• _SET PROBLEM_:
Quote the listing below in its entirety.

• _RECORDED INFORMATION_:
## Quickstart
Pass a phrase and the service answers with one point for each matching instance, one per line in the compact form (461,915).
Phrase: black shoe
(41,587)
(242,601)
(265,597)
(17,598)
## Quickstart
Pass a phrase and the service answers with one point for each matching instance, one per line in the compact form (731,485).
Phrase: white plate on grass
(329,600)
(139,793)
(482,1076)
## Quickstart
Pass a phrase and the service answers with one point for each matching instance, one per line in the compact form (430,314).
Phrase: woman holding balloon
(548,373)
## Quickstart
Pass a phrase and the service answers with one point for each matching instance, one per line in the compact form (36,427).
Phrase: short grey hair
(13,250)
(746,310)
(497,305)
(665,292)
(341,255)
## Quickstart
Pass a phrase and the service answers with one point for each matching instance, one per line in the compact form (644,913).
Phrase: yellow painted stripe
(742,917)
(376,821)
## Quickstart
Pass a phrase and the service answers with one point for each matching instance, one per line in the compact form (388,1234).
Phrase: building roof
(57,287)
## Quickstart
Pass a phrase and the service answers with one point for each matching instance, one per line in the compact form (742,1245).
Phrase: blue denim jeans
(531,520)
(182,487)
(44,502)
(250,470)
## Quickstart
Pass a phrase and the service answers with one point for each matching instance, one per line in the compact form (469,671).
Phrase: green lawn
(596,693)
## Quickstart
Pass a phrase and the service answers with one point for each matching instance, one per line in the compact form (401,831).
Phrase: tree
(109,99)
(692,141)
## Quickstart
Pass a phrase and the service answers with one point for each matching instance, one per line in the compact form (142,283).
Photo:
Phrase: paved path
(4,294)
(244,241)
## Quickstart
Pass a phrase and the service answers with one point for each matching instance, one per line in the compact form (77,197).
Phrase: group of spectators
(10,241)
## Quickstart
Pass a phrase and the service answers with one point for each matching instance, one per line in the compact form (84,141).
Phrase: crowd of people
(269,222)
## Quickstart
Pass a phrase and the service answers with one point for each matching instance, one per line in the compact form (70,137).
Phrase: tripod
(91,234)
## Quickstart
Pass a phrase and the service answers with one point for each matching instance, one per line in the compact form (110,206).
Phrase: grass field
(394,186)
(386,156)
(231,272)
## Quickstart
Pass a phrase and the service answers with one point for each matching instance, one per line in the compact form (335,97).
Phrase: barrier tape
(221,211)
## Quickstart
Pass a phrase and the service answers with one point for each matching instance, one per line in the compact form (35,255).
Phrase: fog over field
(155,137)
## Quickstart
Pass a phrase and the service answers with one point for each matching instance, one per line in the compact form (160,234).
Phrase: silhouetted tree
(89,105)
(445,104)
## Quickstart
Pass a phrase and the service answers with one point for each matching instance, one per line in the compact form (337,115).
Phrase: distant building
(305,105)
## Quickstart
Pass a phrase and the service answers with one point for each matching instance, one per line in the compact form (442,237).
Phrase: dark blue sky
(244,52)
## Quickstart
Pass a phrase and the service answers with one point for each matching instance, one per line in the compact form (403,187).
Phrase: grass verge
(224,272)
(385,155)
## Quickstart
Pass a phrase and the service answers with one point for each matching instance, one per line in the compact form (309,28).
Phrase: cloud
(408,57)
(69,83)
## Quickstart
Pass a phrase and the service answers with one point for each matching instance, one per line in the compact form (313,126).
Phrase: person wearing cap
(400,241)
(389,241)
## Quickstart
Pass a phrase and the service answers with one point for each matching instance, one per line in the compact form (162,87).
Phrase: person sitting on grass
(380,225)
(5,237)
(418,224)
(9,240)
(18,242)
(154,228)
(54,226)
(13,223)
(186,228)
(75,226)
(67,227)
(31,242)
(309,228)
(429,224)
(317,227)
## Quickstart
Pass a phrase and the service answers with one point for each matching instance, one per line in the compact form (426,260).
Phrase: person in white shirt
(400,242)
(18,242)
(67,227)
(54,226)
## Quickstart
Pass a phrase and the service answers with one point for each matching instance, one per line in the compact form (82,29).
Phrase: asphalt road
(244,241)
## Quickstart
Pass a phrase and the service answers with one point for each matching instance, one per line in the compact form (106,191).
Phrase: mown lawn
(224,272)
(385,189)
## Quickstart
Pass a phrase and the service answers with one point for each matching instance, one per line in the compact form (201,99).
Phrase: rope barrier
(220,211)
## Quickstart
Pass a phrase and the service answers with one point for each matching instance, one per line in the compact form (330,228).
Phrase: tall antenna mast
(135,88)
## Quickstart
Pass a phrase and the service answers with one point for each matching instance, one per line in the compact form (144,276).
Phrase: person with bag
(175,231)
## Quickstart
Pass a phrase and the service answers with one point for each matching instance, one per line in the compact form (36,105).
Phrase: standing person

• _SOLVED EXERCISE_:
## Quickstart
Pass a phrase and the service answers with one point for each matching instance, one per line in the compact form (461,915).
Phrase: black shoe
(41,587)
(242,601)
(265,597)
(17,598)
## Quickstart
Pass a phrase and the service answers with one point for each matching instance, one per line in the compact form (731,485).
Phrase: white plate on grass
(329,600)
(139,793)
(482,1076)
## Quickstart
Pass a phrase and the service answers with one point for each matching instance, one per line in the compact form (430,314).
Phrase: woman holding balloon
(548,373)
## Quickstart
Pass a phrase and the service answers with one point for each matching instance, one per line in the compact form (36,427).
Phrase: short grey hair
(13,250)
(746,310)
(497,305)
(665,292)
(341,255)
## Quickstart
Pass a phrase and the service answers with one point for each matching instance, one per line in the compact form (644,913).
Phrase: yellow painted stripe
(742,917)
(376,821)
## Quickstart
Pass a phrase and the service answers with one point for each matching instance, one per line in the compact form (388,1234).
Phrase: building roof
(57,287)
## Quickstart
Pass a phrase and the service answers with one point for each matching instance, one per line in the compact form (742,1245).
Phrase: blue denim jeans
(531,520)
(182,487)
(44,502)
(250,470)
## Quickstart
Pass a phrase and the service answers with one point for each matching instance, one per line in the compact form (469,671).
Phrase: green lawn
(596,693)
## Quickstart
Pass a phrase and the service answers with one point for each matching instance, one per line in the compact form (401,831).
Phrase: tree
(109,99)
(692,141)
## Quickstart
Pass a phrase and the service answers with one point for each matching instance, one per line in the compact form (142,283).
Photo:
Phrase: paved path
(4,294)
(244,241)
## Quickstart
Pass a phrase and the service answers with one point for each matching instance, one per line in the compact form (77,197).
Phrase: group of spectators
(10,241)
## Quickstart
Pass a phrase and the service answers with one point for each matching instance, one per line in the compact form (84,141).
Phrase: crowd of people
(269,222)
## Quickstart
Pass a phrase and the service answers with one point for each matching instance, one per line in the compact form (70,137).
Phrase: tripod
(91,234)
## Quickstart
Pass a phrase and the service answers with one point for each matching instance, one per line in the compact form (110,206).
Phrase: grass field
(394,186)
(386,156)
(231,272)
## Quickstart
Pass a phrase and the service answers with one point for each matching instance, one per line in the compact form (335,97).
Phrase: barrier tape
(221,211)
## Quickstart
Pass a phrase and the service answers with one point for each matching instance, one per line in the compact form (35,255).
Phrase: fog over field
(155,137)
## Quickstart
Pass a phrase and the service answers with one point for each matching instance, one per line in the compact form (160,234).
Phrase: silhouetted tree
(89,105)
(445,104)
## Quickstart
Pass a phrase and the service answers with one point for each matching instance, one per line in the compact form (337,115).
Phrase: distant building
(305,105)
## Quickstart
Pass a phrase and the service answers with one point for each matching instance, one per line in the compact form (442,237).
Phrase: dark blue sky
(244,52)
## Quickstart
Pass a phrase and the service answers with one point for each matching instance, one per line in the compact form (403,187).
Phrase: grass verge
(224,272)
(385,155)
## Quickstart
Pass a phrase and the service answers with one point for each matching instance, one per line in the compact form (309,28).
Phrase: cloud
(408,57)
(69,83)
## Quickstart
Pass a phrase and the service answers with one point for each matching instance, one per line in the compact form (313,126).
Phrase: person wearing cap
(400,241)
(389,241)
## Quickstart
Pass a phrase and the service answers with one point for each matching instance, one per line in the compact form (162,87).
Phrase: person sitting on grass
(380,225)
(5,237)
(418,224)
(9,240)
(18,242)
(154,228)
(54,226)
(13,223)
(186,228)
(75,226)
(67,227)
(31,242)
(309,228)
(429,224)
(317,227)
## Quickstart
Pass a phrase and the service answers with one point for each matching instance, one per line in the compact form (426,260).
Phrase: person in white shirt
(400,242)
(18,242)
(67,227)
(54,226)
## Quickstart
Pass a phrase and the service answers with one point for each matching instance, one per line in the compact form (82,29).
Phrase: asphalt road
(244,241)
## Quickstart
Pass a phrase and the service answers with one point for each matching instance, one per line in the compact form (106,191).
Phrase: mown lawn
(224,272)
(385,189)
## Quickstart
Pass a phrase and the service answers with one point for each matching instance, one per line in the compact form (201,99).
Phrase: rope barrier
(220,211)
## Quickstart
Pass a phrase and the service answers with one point for each matching instance, one per line in the compact form (330,228).
Phrase: tall antenna mast
(135,88)
## Quickstart
Pass a phrase and the service answers with one point for each matching instance, one per line in the compact form (144,276).
Phrase: person with bag
(175,231)
## Quickstart
Pass a phrase and the service answers with one point for each matching instance, one per line in the compact form (36,105).
Phrase: standing person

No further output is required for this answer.